*** Selected extract
Every organization makes hundreds of decisions each quarter. Strategy pivots, vendor selections, hiring freezes, architecture choices, budget allocations — they happen in meetings, get captured in notes, and then vanish into a Notion graveyard or a shared drive nobody searches.
Three months later, someone asks: Why did we pick Vendor X over Vendor Y? The answer lives in a transcript from a Tuesday standup that nobody tagged, indexed, or made retrievable. The person who made the call left the company. The rationale is gone.
This is the organizational memory problem, and it costs real money.[8] Teams re-litigate settled questions. They reverse decisions without knowing they existed. They build on assumptions that were explicitly rejected six months ago.
The fix is not another documentation initiative. People already have documentation fatigue. The fix is a Cowork agent workflow that processes meeting transcripts automatically, extracts decisions into a structured schema, and — critically — attaches review triggers that tell a separate scanning agent when to surface them again.
The Decision Decay Problem
Why organizations lose their own decisions within weeks
Most knowledge management systems treat decisions as a documentation problem. Write it down, put it somewhere, hope someone finds it. But documentation alone has three failure modes:
Capture failure — Nobody writes the decision down in the first place. The meeting ends, people move to the next thing. Action items get tracked, but the reasoning behind the action does not.
Retrieval failure — The decision was documented but lives in a format that resists search. It is buried in paragraph 7 of meeting notes from February 12th, tagged only with the meeting series name. Nobody thinks to look there when the question resurfaces.
Staleness failure — The decision was correct when made, but conditions changed. The vendor we rejected raised a round and dropped their price by 40%. The constraint that drove the architecture decision was removed. Nobody flagged it for review because there was no mechanism to do so.
A structured decision record solves all three. Automated extraction handles capture. Schema-based storage with indexed fields handles retrieval. And a review trigger field — the piece most systems miss — handles staleness.
The Decision Record Schema
Seven fields that make organizational decisions machine-readable
The schema borrows from Architectural Decision Records (ADRs) used in software engineering, but extends the concept for general organizational decisions.[1] ADRs have been battle-tested at companies from startups to enterprises — AWS documents ADR usage across projects with teams of varying sizes.[2] The key insight from ADR practice: recording alternatives considered and rationale matters more than recording the decision itself.[3]
| Field | Type | Purpose | Example |
|---|---|---|---|
| decision | string | The specific choice that was made | Adopt PostgreSQL for the analytics data store |
| rationale | string | Why this option was selected over alternatives | Needed JSON support and the team has existing Postgres expertise |
| alternatives | string[] | Other options that were considered and why they were rejected | MongoDB (scaling concerns), BigQuery (cost at our volume) |
| date | ISO 8601 | When the decision was finalized | 2026-02-14T10:30:00Z |
| decider | string | Person or group with final authority | Sarah Chen, VP Engineering |
| affected_teams | string[] | Teams whose work changes because of this decision | Data Platform, Product Analytics, Backend |
| review_trigger | string | Conditions that should prompt re-evaluation | If monthly analytics queries exceed 50M rows or if BigQuery drops pricing below $3/TB |
The Cowork Extraction Workflow
Processing weekly transcripts into structured decision records
The Cowork workflow runs on a weekly cadence, processing all meeting transcripts generated since the last run. It uses two agents with distinct responsibilities:
Agent 1: Decision Extractor — Receives raw transcript text, identifies segments where decisions were made, and outputs structured records conforming to the schema above.[6]
Agent 2: Review Scanner — Runs on a separate schedule (daily or weekly), reads all existing decision records, evaluates their review triggers against current conditions, and flags any that should be revisited.
******
Set problem A:
Copy out the stretch of the organizational memory article from "Every organization makes" through "rationale is gone.", swapping in "Vendor Z" for "Vendor X".
Set problem B:
According to the organizational memory article, how often does the Review Scanner run?
*** Rows
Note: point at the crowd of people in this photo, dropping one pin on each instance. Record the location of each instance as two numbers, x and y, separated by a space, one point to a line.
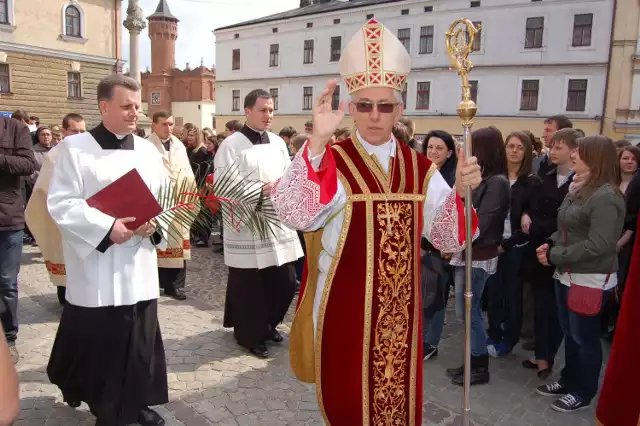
554 224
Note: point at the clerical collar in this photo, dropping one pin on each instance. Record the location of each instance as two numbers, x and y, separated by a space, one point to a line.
381 151
256 137
109 140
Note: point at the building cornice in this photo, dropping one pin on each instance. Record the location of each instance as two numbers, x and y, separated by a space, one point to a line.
41 51
418 69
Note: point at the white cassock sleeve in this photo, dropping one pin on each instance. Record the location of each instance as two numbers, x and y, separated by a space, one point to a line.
81 226
309 194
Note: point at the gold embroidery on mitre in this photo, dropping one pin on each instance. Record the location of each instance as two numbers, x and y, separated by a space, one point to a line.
392 324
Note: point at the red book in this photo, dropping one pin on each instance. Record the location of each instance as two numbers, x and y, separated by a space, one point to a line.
128 196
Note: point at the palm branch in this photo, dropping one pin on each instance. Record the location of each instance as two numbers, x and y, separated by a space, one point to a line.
242 205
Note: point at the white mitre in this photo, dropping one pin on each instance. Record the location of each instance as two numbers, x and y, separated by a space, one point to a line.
375 58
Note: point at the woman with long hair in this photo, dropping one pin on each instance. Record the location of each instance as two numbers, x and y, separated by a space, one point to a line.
440 148
583 252
504 288
491 201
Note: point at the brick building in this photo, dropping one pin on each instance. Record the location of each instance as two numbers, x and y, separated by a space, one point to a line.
190 93
54 52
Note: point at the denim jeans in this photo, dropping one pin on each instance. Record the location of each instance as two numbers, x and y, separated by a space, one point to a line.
504 290
432 332
583 350
10 255
478 280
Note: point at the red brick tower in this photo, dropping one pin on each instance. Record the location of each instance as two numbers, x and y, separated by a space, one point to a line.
163 32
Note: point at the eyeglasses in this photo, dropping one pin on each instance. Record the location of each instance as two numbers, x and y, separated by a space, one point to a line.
382 107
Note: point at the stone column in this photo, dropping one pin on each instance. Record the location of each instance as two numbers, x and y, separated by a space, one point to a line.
135 23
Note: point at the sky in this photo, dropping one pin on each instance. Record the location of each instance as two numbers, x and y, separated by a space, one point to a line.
198 19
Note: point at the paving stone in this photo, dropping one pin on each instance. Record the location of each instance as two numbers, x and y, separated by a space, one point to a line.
214 382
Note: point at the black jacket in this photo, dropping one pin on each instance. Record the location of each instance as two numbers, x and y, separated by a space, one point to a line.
544 206
491 201
522 191
16 161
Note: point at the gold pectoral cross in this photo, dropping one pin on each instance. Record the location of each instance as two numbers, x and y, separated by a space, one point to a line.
388 215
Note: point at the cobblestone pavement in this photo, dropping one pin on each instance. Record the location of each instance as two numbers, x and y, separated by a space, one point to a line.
213 382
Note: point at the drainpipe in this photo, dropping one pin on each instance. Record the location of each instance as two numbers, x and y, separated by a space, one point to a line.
608 75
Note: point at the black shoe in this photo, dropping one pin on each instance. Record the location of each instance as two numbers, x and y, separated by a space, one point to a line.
479 372
177 294
260 351
148 417
569 403
454 372
552 389
275 337
429 351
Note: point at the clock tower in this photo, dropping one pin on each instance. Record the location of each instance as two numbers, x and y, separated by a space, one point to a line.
163 32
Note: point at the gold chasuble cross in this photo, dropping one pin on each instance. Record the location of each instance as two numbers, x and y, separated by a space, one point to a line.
388 216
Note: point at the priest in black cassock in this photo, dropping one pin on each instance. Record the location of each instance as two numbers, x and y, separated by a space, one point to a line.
108 351
261 281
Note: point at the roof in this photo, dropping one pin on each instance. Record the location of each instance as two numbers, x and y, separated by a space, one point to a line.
313 9
163 11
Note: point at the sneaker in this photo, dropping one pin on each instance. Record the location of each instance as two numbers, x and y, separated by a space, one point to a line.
498 350
429 351
569 403
552 389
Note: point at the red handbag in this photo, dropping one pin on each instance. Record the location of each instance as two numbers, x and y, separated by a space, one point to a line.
584 300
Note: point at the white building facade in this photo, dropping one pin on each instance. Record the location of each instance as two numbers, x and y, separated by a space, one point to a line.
533 59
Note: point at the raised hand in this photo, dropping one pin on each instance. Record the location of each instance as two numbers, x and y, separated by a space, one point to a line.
325 120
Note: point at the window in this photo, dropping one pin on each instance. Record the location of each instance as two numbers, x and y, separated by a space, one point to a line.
426 39
235 59
577 95
72 21
74 85
473 88
235 100
5 86
582 25
274 53
335 98
308 52
404 35
529 95
477 41
336 48
533 35
307 98
422 95
274 96
4 11
404 95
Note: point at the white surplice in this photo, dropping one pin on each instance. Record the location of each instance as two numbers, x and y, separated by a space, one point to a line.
296 201
264 163
125 274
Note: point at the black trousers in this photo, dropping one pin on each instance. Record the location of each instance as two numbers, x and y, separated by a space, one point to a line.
257 301
112 358
172 279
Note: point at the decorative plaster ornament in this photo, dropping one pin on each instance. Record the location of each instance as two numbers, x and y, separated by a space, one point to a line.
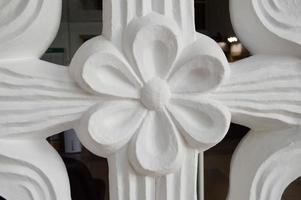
149 94
156 95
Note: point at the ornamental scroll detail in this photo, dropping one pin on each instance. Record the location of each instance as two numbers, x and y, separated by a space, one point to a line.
150 94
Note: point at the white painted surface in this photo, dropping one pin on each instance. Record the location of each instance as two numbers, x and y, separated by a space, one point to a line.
148 95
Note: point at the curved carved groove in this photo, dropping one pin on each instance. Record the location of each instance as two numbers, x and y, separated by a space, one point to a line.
264 92
39 98
126 184
264 164
118 14
282 17
268 26
22 25
25 175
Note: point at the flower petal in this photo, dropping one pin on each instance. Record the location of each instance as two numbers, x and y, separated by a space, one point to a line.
203 123
100 68
152 43
28 27
201 67
157 149
109 127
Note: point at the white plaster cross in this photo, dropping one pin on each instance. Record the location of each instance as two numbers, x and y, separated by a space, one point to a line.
149 94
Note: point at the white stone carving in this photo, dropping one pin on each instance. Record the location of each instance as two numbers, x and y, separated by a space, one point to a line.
265 164
264 94
268 26
149 94
160 91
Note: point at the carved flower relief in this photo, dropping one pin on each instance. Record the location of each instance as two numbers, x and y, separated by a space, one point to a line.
157 93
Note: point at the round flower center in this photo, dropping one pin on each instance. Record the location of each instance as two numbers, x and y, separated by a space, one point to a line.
155 94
******
Worked answer A:
Every organization makes hundreds of decisions each quarter. Strategy pivots, vendor selections, hiring freezes, architecture choices, budget allocations — they happen in meetings, get captured in notes, and then vanish into a Notion graveyard or a shared drive nobody searches.
Three months later, someone asks: Why did we pick Vendor Z over Vendor Y? The answer lives in a transcript from a Tuesday standup that nobody tagged, indexed, or made retrievable. The person who made the call left the company. The rationale is gone.

Worked answer B:
On its own separate schedule, either daily or weekly.